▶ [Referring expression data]
*** Block opens ***

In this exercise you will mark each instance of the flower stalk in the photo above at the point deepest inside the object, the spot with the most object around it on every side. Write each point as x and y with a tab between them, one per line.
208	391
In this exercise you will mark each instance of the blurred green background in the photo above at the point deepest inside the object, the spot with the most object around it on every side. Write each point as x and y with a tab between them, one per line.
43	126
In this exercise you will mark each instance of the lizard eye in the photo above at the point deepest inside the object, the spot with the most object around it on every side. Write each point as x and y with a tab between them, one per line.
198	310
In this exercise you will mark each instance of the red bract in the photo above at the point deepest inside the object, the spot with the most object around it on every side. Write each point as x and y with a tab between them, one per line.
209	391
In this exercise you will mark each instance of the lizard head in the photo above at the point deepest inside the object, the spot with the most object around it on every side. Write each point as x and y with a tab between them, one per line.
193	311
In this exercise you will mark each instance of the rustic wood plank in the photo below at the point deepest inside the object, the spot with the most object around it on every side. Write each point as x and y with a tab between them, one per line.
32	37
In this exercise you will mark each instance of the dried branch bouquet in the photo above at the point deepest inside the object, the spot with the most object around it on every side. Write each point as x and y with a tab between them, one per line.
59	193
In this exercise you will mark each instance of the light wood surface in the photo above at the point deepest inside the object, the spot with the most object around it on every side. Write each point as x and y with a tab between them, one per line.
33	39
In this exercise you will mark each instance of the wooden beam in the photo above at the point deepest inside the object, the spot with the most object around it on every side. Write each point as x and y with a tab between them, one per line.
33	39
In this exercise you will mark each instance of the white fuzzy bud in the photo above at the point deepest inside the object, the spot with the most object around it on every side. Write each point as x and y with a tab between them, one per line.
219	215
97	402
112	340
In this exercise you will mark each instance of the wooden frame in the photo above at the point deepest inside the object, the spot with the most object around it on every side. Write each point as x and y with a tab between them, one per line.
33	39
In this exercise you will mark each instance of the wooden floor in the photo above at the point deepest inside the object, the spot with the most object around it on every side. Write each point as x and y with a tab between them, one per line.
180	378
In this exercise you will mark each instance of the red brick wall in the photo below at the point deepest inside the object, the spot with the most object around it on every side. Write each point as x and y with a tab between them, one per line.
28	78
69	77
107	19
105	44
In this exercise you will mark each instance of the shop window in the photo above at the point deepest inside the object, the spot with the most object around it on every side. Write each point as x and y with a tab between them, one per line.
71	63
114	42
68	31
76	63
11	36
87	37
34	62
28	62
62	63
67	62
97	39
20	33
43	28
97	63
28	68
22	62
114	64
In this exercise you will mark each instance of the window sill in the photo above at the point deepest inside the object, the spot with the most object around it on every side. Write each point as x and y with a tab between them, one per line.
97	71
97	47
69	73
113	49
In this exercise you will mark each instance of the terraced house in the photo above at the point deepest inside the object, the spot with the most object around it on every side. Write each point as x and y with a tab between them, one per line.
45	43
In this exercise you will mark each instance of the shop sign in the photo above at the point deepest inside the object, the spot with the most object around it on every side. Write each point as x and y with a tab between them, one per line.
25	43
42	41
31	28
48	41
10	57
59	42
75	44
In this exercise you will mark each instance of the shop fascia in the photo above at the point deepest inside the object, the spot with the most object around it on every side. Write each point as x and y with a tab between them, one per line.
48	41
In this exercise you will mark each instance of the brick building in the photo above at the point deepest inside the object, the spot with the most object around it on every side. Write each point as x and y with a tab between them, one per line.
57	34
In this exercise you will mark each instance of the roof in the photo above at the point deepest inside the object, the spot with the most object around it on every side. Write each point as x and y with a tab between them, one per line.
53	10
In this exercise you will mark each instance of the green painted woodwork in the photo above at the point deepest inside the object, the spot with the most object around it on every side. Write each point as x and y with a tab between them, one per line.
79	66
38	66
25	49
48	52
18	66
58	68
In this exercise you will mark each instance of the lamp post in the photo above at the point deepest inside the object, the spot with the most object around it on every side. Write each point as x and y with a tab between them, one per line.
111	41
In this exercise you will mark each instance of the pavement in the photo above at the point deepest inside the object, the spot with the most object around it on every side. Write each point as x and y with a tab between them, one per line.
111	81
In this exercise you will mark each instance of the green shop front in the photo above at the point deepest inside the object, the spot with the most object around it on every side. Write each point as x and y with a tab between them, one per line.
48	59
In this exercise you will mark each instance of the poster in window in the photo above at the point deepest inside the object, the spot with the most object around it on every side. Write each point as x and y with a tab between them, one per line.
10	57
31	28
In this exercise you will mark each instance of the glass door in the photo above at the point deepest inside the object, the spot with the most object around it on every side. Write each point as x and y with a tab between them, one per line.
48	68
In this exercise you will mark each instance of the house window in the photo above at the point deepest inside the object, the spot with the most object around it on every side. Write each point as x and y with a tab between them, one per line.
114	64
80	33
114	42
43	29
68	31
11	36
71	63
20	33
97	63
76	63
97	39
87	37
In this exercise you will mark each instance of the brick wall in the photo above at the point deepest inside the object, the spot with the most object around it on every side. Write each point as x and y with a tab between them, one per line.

*** Block closes ***

▶ [About this task]
Print all of the entries again, exactly as written.

▶ [Written solution]
In this exercise you will mark each instance of the flower stalk in the photo above at the point deepest inside the object, the spot with the most object around it on every side. Write each point as x and y with a tab between them, one per line.
208	391
In this exercise you will mark each instance of the blurred green background in the photo above at the point deepest inside the object, the spot with the most object around it on every side. Write each point as x and y with a tab between them, one per line.
43	126
In this exercise you will mark each instance of the lizard eye in the photo above at the point deepest inside the object, the spot with the most object around it on every side. Write each point as x and y with a tab between them, one per line.
198	310
In this exercise you will mark each instance of the red bract in the photo above at the point deepest inside the object, the spot with the most object around it on every side. Write each point as x and y with a tab between them, one per line.
209	391
In this exercise you will mark each instance of the lizard head in the photo above at the point deepest inside the object, the spot with the most object around it on every side. Write each point as x and y with a tab between them, one per line.
193	311
In this exercise you will mark each instance of the rustic wood plank in the photo below at the point deepest inside the object, the spot with the most object around it on every side. Write each point as x and y with a tab between them, one per line.
32	37
In this exercise you will mark each instance of the dried branch bouquet in the photo above at the point deepest inside the object, the spot with the most object around it on every side. Write each point as x and y with a tab between them, one per line.
59	193
In this exercise you will mark each instance of the light wood surface in the photo above at the point deepest inside the object, the spot with the most object around it on every side. Write each point as x and y with a tab between them, one per line.
33	39
In this exercise you will mark each instance of the wooden beam in the photo above at the point deepest inside the object, the spot with the most object around it on every side. Write each point as x and y with a tab between them, one per line.
33	39
In this exercise you will mark each instance of the white fuzzy bud in the photo above at the point deepest inside the object, the spot with the most object around it on every side. Write each point as x and y with a tab between them, one per line.
219	215
97	402
112	340
In this exercise you will mark each instance of the wooden frame in the photo above at the point deepest inside the object, the spot with the most object around it on every side. Write each point as x and y with a tab between them, one per line.
33	39
In this exercise you will mark each instance of the wooden floor in the photo above at the point deepest inside the object, the spot with the most object around it on every side. Write each point as x and y with a tab between them, one per line.
180	378
In this exercise you will mark each instance of the red brick wall in the photo below at the point deepest inside the object, the spot with the most object around it on every side. Write each point as x and y with a tab between them, one per line.
28	78
69	77
107	19
105	44
In this exercise you will mark each instance of the shop window in the photo above at the point deepest inside the object, the spot with the most object around it on every side. Write each point as x and y with a tab between them, one per line.
71	63
114	42
68	31
76	63
11	36
87	37
34	62
28	62
62	63
67	62
97	39
20	33
43	28
97	63
28	68
22	62
114	64
In this exercise you will mark each instance of the window sill in the photo above at the point deepest inside the object, the spot with the most object around it on every side. Write each point as x and y with a tab between them, one per line.
97	71
97	47
69	73
113	49
In this exercise you will mark each instance of the terraced house in the photo above at the point deepest inside the object, the spot with the most object around it on every side. Write each point as x and y with a tab between them, one per line.
45	43
In this exercise you will mark each instance of the shop sign in the photo above at the point deepest inside the object, the spot with the most object around it on every side. Write each point as x and y with a tab between them, one per line.
25	43
42	41
31	28
48	41
10	57
59	42
75	44
In this exercise you will mark each instance of the shop fascia in the photo above at the point deepest inside the object, the spot with the most object around it on every side. Write each point as x and y with a tab between them, one per line.
48	41
In this exercise you will mark each instance of the brick building in the photo above at the point deepest inside the object, the spot with the most object around it on every side. Write each point as x and y with a tab between them, one per line.
57	34
In this exercise you will mark each instance of the roof in the photo above at the point deepest inside the object, the spot with the most object around it on every side. Write each point as x and y with a tab between them, one per line.
53	10
In this exercise you will mark each instance of the green painted woodwork in the photo above at the point deepest inside the object, the spot with the most object around it on every side. Write each point as x and y with a tab between them, one per line.
79	66
38	66
25	49
48	52
18	66
58	68
In this exercise you will mark each instance of the lamp post in the photo above at the point deepest inside the object, the spot with the most object around it on every side. Write each point as x and y with a tab between them, one per line.
111	41
In this exercise you will mark each instance of the pavement in the photo above at the point deepest inside the object, the spot with the most object around it on every side. Write each point as x and y with a tab between them, one per line.
111	81
In this exercise you will mark each instance of the green shop front in the photo above at the point deepest inside the object, the spot with the most object around it on every side. Write each point as x and y with a tab between them, one per line.
48	59
In this exercise you will mark each instance of the poster in window in the photo above at the point deepest inside the object, the spot with the most object around it on every side. Write each point as x and y with a tab between them, one per line.
10	57
31	28
In this exercise you will mark each instance of the glass door in the photo above at the point deepest inside the object, the spot with the most object around it on every side. Write each point as x and y with a tab between them, one per line.
48	68
In this exercise you will mark each instance of the house window in the photo above at the point deepest inside the object, the spot with the most object around it on every side. Write each point as x and y with a tab between them, one per line.
114	64
80	33
114	42
43	29
68	31
11	36
71	63
20	33
97	63
76	63
97	39
87	37
In this exercise you will mark each instance of the brick wall in the photo above at the point deepest inside the object, the spot with the most object around it on every side. Write each point as x and y with a tab between them, one per line.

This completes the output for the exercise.